Oui, le grand cru de 1919 a bien vieilli, il est toujours sublime et il faudrait être fou pour ne pas s’essayer à le goûter.
Et pour vous en convaincre, à présent que le nectar m’enivre et juste avant qu’il ne m’égare, osons en extraire un bref passage que vous n’apprécierez que si, alors que la bienséance des mœurs actuelles ne vous autorise en société qu’à lui effleurer les joues, deux fois en une soirée, vous brûlez de tenir la main d’une femme un peu plus, beaucoup plus, que pour une poignée de mains :
« Elle était de ces femmes à qui c’est un si grand plaisir de serrer la main qu’on est reconnaissant à la civilisation d’avoir fait du shake-hand un acte permis entre jeunes gens et jeunes filles qui s’abordent. Si les habitudes arbitraires de la politesse avaient remplacé la poignée de mains par un autre geste, j’eusse tous les jours regardé les mains intangibles d’Albertine avec une curiosité de connaître leur contact aussi ardente qu’était celle de savoir la saveur de ses joues. Mais dans le plaisir de tenir longtemps ses mains entre les miennes, si j’avais été son voisin au furet, je n’envisageais pas que ce plaisir même : que d’aveux, que de déclarations tus jusqu’ici par timidité j’aurais pu confier à certaines pressions de mains… »
J’adore me faire embarquer par ce grand conteur soliloquant dans un cadre de peinture impressionniste.
Au-delà d’avoir laissé une empreinte de son époque et de la société dans laquelle il a vécu, j’apprécie aussi ses points de vue sur le voyage, le dépaysement, l’amour dans tous ses états, la littérature, l’écriture, les livres et leurs écrivains. Les descriptions de ce qui l’entoure est une quasi filmographie.

Entrées enregistrées
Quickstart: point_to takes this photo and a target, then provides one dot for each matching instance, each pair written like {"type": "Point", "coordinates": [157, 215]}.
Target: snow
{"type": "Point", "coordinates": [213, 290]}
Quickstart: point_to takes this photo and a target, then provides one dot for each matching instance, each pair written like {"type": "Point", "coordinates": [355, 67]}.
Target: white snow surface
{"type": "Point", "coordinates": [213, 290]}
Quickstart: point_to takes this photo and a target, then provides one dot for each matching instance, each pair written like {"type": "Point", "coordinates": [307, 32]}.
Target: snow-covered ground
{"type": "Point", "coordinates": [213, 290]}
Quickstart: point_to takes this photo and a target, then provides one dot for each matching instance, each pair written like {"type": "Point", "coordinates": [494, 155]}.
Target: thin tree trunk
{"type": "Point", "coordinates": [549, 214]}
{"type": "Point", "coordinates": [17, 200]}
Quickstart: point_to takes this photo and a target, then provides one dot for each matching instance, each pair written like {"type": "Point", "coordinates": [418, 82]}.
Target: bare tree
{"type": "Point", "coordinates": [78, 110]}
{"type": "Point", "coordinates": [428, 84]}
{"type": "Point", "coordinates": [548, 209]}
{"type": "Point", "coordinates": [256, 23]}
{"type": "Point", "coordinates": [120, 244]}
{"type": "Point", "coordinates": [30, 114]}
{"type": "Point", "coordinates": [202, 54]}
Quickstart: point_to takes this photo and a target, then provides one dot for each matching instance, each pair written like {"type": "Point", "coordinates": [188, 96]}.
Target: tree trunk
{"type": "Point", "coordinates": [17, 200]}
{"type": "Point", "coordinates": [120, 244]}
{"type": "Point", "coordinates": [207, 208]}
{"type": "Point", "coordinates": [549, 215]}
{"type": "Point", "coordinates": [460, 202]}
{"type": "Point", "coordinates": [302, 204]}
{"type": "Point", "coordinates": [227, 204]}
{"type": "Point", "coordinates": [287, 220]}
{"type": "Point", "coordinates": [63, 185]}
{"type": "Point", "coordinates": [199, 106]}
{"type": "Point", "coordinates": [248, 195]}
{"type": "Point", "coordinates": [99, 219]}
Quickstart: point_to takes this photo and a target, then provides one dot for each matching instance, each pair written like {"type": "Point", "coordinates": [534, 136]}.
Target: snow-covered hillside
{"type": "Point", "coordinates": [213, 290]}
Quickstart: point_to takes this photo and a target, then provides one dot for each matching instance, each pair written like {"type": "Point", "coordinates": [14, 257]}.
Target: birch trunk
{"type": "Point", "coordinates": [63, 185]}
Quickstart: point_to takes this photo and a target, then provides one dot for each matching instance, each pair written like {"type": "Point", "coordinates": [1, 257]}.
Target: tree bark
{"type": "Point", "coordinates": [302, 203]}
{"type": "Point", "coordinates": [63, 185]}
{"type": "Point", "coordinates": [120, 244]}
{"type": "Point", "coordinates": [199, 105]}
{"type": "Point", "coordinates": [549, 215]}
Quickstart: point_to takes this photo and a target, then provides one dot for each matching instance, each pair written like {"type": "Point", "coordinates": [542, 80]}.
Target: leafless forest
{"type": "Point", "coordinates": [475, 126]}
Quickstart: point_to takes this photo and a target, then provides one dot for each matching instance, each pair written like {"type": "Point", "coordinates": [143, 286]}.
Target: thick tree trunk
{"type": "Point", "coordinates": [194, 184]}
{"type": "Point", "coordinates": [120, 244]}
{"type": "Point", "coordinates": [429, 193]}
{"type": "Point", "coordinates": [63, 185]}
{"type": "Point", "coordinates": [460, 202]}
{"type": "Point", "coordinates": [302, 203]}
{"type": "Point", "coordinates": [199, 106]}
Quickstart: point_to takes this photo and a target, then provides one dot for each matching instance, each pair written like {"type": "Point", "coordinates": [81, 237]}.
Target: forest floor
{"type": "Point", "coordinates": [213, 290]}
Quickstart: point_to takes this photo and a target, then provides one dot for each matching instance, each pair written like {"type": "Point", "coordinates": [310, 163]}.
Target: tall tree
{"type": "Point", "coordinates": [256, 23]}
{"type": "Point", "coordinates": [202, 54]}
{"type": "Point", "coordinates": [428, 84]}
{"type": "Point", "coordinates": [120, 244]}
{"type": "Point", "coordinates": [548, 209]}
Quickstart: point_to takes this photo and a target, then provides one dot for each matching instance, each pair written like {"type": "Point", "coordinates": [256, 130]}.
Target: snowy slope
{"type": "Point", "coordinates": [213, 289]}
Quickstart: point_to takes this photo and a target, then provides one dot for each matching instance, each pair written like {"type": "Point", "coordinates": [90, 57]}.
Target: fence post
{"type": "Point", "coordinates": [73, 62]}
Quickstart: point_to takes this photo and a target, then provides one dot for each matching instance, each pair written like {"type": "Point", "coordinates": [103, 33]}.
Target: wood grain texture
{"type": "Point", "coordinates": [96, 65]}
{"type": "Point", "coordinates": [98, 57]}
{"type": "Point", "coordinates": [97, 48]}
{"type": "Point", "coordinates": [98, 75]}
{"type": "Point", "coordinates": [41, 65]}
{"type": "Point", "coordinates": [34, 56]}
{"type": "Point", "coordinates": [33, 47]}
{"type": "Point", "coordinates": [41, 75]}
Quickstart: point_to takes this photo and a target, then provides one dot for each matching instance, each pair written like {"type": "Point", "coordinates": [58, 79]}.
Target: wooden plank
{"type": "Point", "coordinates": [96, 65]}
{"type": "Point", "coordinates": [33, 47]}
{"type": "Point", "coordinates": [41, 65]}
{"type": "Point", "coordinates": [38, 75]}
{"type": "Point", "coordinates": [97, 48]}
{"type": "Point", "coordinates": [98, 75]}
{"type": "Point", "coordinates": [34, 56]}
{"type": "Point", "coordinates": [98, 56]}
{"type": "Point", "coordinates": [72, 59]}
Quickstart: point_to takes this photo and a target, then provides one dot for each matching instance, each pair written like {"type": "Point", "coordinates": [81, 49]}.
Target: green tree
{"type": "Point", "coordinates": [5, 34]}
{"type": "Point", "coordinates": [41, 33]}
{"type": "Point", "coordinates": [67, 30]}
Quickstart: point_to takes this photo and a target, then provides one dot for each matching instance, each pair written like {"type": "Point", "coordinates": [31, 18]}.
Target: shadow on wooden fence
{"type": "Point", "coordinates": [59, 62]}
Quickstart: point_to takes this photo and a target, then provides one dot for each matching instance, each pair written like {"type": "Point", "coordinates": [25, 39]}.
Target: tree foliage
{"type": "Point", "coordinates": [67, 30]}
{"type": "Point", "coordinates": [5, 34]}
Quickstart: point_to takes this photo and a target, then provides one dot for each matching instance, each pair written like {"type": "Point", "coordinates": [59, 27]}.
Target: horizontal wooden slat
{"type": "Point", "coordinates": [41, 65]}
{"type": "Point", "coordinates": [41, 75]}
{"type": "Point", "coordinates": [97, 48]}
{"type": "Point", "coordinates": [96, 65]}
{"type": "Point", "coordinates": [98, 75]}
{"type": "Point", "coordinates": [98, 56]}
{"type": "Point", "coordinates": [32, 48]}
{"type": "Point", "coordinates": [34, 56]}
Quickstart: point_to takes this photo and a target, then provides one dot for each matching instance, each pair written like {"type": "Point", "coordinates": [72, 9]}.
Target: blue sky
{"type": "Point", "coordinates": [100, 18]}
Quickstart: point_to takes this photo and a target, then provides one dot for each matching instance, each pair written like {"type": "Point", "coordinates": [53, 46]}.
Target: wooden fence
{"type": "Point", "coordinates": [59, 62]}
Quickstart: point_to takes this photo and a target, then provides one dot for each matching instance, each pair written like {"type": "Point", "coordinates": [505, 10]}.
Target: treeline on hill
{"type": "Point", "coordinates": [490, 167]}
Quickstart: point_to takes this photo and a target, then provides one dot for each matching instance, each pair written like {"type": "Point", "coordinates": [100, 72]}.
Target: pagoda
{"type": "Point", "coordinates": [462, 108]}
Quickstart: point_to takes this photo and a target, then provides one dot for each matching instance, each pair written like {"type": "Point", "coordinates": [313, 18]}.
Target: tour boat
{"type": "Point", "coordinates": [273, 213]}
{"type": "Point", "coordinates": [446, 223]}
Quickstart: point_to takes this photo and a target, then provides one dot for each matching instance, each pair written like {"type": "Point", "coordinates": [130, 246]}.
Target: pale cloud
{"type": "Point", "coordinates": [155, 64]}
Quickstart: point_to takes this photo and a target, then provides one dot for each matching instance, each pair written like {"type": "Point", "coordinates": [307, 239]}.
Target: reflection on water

> CONSIGNES DE TRAVAIL
(1) Recopiez fidèlement le passage de l'extrait qui s'ouvre sur les mots "J’adore me faire" et s'achève sur "une quasi filmographie.".
(2) Dans l'extrait, quel geste la civilisation a-t-elle rendu permis entre jeunes gens et jeunes filles qui s'abordent ?
Appuyez-vous uniquement sur l'extrait.

> CORRIGÉ DES EXERCICES
(1)
J’adore me faire embarquer par ce grand conteur soliloquant dans un cadre de peinture impressionniste.
Au-delà d’avoir laissé une empreinte de son époque et de la société dans laquelle il a vécu, j’apprécie aussi ses points de vue sur le voyage, le dépaysement, l’amour dans tous ses états, la littérature, l’écriture, les livres et leurs écrivains. Les descriptions de ce qui l’entoure est une quasi filmographie.

(2) La civilisation a rendu permis le shake-hand.